» **Items from a dataset**:

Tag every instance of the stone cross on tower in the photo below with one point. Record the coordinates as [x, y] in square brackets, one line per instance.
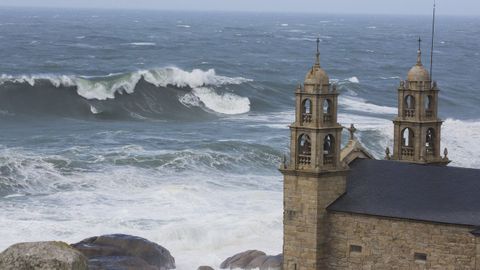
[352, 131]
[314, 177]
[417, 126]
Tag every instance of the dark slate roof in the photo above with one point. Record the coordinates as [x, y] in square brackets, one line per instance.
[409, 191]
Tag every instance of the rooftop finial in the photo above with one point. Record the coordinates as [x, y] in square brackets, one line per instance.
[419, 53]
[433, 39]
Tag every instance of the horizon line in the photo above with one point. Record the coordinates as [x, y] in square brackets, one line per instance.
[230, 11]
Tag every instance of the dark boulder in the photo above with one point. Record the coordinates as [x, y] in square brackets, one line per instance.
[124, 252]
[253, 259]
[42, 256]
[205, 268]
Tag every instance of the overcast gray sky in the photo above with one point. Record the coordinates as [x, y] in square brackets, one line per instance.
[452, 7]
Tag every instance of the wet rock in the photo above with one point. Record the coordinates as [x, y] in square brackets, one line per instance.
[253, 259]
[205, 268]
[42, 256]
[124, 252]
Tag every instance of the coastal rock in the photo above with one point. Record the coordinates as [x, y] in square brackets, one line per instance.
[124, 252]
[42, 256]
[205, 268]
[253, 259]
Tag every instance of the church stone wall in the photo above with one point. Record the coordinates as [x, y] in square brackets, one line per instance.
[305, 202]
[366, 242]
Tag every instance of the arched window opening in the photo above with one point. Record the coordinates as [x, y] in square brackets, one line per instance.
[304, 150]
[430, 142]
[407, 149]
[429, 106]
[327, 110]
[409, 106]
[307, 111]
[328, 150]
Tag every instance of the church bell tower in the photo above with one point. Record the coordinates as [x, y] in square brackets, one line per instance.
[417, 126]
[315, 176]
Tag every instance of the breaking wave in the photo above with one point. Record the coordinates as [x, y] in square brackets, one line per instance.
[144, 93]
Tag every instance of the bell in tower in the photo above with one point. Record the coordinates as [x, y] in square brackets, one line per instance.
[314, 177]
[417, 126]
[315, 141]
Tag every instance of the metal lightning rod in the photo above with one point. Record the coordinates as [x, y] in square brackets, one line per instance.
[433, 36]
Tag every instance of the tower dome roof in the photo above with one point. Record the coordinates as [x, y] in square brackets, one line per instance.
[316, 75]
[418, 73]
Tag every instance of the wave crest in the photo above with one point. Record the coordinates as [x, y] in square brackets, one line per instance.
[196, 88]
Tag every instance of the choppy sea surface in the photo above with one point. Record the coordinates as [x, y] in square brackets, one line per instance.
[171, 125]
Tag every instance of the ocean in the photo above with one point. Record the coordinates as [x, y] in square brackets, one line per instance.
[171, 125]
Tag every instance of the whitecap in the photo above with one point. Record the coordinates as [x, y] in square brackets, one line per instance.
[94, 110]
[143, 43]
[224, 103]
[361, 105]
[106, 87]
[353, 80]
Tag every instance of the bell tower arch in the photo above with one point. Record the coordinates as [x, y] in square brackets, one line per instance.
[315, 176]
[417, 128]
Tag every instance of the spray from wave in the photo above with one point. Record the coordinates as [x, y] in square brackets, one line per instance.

» **YOUR TASK**: Only the text of the entries above, transcribed exactly, should be given; leave out pictures.

» **ANSWER TO THE EXERCISE**:
Tag every instance of the stone cross on tower in the photo below with one point. Record the coordinates as [x, y] in square brackets, one line per instance.
[352, 131]
[314, 177]
[417, 126]
Tag every instance of the dark slate roof in the photo above with one point. Record the coordinates as [x, y] in square brackets, one line per instance.
[409, 191]
Tag every instance of the rooftop finial in the photo above with one point. Record the coordinates as [x, y] in square brackets, one line per instance.
[419, 53]
[433, 39]
Tag every instance of the horizon line in the photo above with one point. Record the coordinates as [x, y] in square brackets, one line per instance.
[230, 11]
Tag every instance of the dark boulder in the photo above with one point. Record the coordinates as [x, y] in square brackets, one line per instance.
[124, 252]
[253, 259]
[42, 256]
[205, 268]
Tag every instance of the overcast gray sky in the photo above with one point. Record the coordinates as [x, y] in square brackets, one line per instance.
[452, 7]
Tag every instance of the wet rock in the photo above with one point. Record the coordinates as [x, y] in square brackets, one line per instance.
[253, 259]
[205, 268]
[42, 256]
[124, 252]
Tag every instance of the coastal rock in the photo above with one point. Record the coordinates as [x, y] in square brackets, one line per instance.
[124, 252]
[42, 256]
[205, 268]
[253, 259]
Tag every instance of the church stone wall in the photo above with one point. Record the coordinates as [x, y] in square brackets, one line per instance.
[305, 202]
[366, 242]
Tag every instance of the arched window opening in the photo above with one point. Record the coordinates as [x, y] in square brackets, one line per instance.
[304, 150]
[430, 142]
[407, 149]
[429, 106]
[327, 110]
[409, 106]
[307, 111]
[328, 150]
Tag every instance of the church bell tower in the photo above with one point. Record the coordinates as [x, y] in square brackets, one line per instance.
[417, 126]
[315, 176]
Tag every instance of the breaking wave in the photo above with one point. Record the coordinates as [x, y] in square brackets, one line per instance.
[144, 93]
Tag every instance of the bell in tower in the photo above with one point. Record the coordinates as [x, y] in square brackets, one line per instance.
[314, 177]
[417, 126]
[315, 141]
Tag every instance of the metal lightning rod in the photo above with one point. Record the coordinates as [x, y] in square brackets, one line per instance.
[433, 36]
Tag every instance of the tower dome roof in the photo above with one point. Record the coordinates as [x, y] in square brackets, one line per instance.
[316, 75]
[418, 73]
Tag every instance of the wave crest in the photo above with one point. Record the coordinates as [x, y] in square brackets, one line per instance.
[196, 88]
Tag every instance of the choppy sea surface in the photo above with one point. Record the coordinates as [x, y] in square brackets, one line per instance.
[171, 125]
Tag every instance of the ocean in the photo above with one point. Record the coordinates as [x, y] in square brackets, one line per instance.
[171, 125]
Tag every instance of the whitecap in the photo above with one point. Record the coordinates as [x, y] in square brackets, one line per instance.
[94, 110]
[143, 43]
[224, 103]
[361, 105]
[106, 87]
[353, 80]
Tag every instance of the bell tower arch in the photo above with one point. Record the coordinates as [x, y] in square brackets, one line per instance.
[315, 176]
[417, 128]
Tag every instance of the spray from wave in the photo above with one point. Record the coordinates as [x, y] in square brackets, one line per instance.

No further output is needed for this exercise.